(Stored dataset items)
● ● ● ● ●

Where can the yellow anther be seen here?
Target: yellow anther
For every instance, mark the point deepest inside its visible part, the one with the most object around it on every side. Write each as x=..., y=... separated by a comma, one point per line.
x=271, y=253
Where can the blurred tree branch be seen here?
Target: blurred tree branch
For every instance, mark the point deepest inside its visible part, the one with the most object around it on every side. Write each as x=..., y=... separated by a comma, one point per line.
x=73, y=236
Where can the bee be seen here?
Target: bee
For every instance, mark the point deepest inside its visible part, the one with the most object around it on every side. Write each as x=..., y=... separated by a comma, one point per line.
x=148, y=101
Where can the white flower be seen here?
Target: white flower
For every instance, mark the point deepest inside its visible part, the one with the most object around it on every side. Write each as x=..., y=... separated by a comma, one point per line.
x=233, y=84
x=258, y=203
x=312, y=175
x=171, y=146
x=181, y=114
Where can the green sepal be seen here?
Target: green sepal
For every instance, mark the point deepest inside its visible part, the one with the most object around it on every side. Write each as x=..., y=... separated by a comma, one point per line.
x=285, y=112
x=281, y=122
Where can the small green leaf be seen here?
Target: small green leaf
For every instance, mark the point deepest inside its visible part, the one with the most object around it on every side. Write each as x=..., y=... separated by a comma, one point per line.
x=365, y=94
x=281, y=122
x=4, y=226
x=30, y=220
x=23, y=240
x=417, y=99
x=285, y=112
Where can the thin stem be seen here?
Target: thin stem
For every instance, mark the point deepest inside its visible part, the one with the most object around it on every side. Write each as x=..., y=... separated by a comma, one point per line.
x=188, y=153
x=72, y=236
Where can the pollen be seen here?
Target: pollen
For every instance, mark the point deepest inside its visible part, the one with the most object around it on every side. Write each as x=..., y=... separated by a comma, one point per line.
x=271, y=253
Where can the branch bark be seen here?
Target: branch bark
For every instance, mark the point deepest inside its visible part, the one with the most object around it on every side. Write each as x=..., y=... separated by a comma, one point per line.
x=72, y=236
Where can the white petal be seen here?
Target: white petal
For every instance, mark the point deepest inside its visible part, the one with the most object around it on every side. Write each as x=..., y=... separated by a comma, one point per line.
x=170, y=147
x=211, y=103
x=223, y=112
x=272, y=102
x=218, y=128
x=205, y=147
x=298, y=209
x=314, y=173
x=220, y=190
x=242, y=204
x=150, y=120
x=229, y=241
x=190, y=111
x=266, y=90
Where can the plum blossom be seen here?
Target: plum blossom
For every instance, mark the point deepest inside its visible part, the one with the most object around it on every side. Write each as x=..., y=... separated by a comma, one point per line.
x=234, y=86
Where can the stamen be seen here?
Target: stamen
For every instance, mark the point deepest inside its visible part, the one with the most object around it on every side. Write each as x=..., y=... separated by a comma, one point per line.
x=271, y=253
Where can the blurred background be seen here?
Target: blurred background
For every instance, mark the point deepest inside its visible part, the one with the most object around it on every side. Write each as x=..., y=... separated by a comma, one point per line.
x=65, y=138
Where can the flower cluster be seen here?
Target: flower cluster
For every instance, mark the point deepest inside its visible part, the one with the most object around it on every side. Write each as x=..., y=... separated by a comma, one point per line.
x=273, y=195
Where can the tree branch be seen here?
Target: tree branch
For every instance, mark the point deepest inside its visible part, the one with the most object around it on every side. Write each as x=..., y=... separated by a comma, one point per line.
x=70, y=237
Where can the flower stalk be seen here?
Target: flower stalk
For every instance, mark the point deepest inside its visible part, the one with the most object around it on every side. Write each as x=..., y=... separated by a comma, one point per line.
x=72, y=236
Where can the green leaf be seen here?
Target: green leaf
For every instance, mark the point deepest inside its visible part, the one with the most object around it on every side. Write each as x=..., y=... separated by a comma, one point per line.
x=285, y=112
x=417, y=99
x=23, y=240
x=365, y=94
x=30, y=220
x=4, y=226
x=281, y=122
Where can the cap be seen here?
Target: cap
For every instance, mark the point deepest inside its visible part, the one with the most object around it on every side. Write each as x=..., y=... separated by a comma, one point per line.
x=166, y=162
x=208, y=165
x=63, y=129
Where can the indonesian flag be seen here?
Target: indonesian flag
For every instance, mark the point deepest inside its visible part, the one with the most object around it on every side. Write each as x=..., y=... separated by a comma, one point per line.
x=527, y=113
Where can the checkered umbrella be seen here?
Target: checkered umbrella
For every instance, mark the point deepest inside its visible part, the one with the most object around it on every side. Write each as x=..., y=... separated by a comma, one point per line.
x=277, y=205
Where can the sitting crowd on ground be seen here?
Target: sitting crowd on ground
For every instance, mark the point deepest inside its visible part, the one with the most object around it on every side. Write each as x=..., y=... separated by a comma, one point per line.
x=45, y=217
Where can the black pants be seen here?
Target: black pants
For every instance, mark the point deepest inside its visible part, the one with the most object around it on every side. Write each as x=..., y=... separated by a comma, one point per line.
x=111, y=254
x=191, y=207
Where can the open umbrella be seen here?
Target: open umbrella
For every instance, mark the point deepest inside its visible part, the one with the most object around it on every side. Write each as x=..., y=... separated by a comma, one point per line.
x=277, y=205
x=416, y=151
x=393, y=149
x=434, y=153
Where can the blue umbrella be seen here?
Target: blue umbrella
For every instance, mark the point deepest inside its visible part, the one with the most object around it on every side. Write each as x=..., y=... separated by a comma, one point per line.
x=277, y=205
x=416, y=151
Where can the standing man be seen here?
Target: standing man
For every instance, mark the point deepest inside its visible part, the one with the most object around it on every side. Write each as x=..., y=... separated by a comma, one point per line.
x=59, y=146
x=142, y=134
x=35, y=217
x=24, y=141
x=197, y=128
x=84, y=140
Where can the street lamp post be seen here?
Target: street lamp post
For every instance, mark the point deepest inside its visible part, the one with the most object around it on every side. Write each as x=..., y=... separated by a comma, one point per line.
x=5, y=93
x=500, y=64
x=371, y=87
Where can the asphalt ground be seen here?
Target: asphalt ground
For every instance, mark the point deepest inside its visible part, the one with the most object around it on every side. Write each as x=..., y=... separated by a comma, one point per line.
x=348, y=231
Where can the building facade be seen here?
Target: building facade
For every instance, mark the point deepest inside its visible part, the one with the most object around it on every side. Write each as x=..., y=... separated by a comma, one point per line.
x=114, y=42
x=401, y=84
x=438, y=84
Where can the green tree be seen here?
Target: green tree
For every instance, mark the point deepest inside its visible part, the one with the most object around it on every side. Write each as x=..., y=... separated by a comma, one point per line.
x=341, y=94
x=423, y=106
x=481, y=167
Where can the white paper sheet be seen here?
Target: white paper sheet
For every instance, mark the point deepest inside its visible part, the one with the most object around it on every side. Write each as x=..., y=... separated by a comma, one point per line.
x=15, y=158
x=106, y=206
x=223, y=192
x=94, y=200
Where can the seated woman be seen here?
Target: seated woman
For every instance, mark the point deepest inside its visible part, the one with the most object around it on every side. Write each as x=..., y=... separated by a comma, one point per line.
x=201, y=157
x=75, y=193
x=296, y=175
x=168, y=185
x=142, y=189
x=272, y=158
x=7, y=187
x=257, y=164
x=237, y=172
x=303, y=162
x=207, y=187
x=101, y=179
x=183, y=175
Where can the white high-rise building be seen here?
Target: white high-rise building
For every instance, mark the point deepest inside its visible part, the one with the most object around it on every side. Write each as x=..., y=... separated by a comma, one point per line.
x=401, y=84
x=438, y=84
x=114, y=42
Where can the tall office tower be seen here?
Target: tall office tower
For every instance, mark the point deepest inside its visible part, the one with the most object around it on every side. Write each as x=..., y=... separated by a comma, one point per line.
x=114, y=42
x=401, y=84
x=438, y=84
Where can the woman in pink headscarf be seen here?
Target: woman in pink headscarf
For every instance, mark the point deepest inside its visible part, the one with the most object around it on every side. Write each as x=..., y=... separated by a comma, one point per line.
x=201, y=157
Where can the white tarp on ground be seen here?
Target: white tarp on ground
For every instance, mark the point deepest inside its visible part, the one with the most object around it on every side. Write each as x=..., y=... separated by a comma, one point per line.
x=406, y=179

● ● ● ● ●

### EXERCISE DIRECTIONS
Update the records from the start of the records through the line containing "x=181, y=114" by replacing "white flower" with "white blossom", leaving all else unchanged, and give back only those lines.

### SOLUTION TO THIS EXERCISE
Where can the yellow anther be seen here?
Target: yellow anther
For every instance, mark the point deepest inside its visible part, the one with the most object around it on every side. Write each as x=..., y=... separated by a comma, one point per line.
x=271, y=253
Where can the blurred tree branch be seen here?
Target: blurred tree branch
For every instance, mark the point deepest inside its visible part, the one with the most object around it on every side. Write each as x=..., y=... separated by a comma, one point per line.
x=73, y=236
Where can the bee be seen here?
Target: bee
For every instance, mark the point deepest inside its visible part, the one with the most object around it on every side. Write each as x=..., y=... separated by a comma, one point per line.
x=148, y=101
Where can the white blossom be seen here?
Target: white blossom
For every instance, mark the point deepest inside its visible part, the one with the most object around it on every side. Write each as x=..., y=... separated by a comma, one point per line.
x=233, y=84
x=258, y=203
x=312, y=175
x=171, y=146
x=181, y=114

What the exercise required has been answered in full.